## Given passage
►
Closed gdevos010 closed 10 months ago
I see
can you report whether you see an improvement with more than one token per variate? could just remove it
regardless, let's save this for after the holidays
happy new years!
Happy New Years! There is no rush, I was taking a break from all the gatherings.
Yes, I found increasing num_tokens_per_variate to improve results in the base iTransformer.
@gdevos010 ah nice! that's great to hear. please share your experiments publicly, in the spirit of open source (the number of tokens per variate was something i threw in on a hunch, but not explored in the paper)
i'll get it fixed late next week
I will share when I can make a nice table out of them. Should be tomorrow or this week.
◄
## To be done
Resume the iTransformer tokens-per-variate thread after its last message.

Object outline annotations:
►
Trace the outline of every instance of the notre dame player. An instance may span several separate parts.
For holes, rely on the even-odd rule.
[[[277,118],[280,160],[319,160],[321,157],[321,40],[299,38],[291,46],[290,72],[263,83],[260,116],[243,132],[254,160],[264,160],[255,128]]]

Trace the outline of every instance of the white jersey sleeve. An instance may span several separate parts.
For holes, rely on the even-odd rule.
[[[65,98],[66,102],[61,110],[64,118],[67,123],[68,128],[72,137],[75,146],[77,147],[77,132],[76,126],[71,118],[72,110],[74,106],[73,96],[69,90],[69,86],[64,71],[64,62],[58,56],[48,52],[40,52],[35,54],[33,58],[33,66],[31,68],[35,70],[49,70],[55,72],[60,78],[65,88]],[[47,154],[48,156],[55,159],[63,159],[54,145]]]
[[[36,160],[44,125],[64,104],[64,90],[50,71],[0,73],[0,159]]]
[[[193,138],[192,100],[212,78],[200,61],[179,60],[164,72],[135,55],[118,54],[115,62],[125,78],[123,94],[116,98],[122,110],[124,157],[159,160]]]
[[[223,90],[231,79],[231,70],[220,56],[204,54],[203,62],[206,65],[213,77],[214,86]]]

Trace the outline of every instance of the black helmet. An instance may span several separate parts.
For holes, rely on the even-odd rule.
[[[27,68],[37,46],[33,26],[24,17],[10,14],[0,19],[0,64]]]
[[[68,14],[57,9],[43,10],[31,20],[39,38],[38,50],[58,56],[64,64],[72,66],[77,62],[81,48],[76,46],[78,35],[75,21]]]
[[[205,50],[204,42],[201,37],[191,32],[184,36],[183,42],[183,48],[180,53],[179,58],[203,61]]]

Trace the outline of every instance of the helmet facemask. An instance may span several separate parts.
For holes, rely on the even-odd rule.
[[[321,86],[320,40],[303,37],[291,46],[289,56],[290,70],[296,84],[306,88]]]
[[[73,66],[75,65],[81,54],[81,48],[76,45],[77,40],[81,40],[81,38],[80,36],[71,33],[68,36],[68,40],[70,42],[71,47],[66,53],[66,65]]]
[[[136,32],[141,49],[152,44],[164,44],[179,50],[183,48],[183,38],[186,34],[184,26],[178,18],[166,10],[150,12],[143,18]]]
◄
## Output of the exercise
@gdevos010 nice! excited to see your results
issue should be addressed in the latest version (0.5.2)
@lucidrains Ray tune was giving me some trouble but I have the results. Unfortunately, because of this, not all models were tuned the same amount and I know better performance could be achieved. All models had at least 10 trials on each dataset
MSE score: | Model | ETTh1 | ETTh1 | ExchangeRate* | Hydro Energy | Sunspots |
---|---|---|---|---|---|---|
TiDE** | 0.00475 | 0.089 | 0.322 | 0.673 | 1.010 | |
TCN | 0.058 | 0.097 | 0.478 | 0.682 | 1.311 | |
iTransformerModel | 0.0476 | 0.095 | 0.378 | 0.683 | 1.080 | |
iTransformerFFTModel | 0.050 | 0.093 | 0.503 | 0.629 | 1.329 | |
iTransformerNormCondModel | 0.814 | 0.131 | 0.655 | 1.912 | 2.468 | |
iTransformerFlowModel | 0.0482 | 0.094 | 0.368 | 0.663 | 1.450 |
* modified ExchangeRate dataset ** TiDE was tuned more than any of the others
iTransformerFlowModel is iTransformer with FlowAttention
All iTransformer variates benefited from an increase in the num_tokens_per_variate to 2 or 3.
I did not train the 2d version because of how slow it is to train.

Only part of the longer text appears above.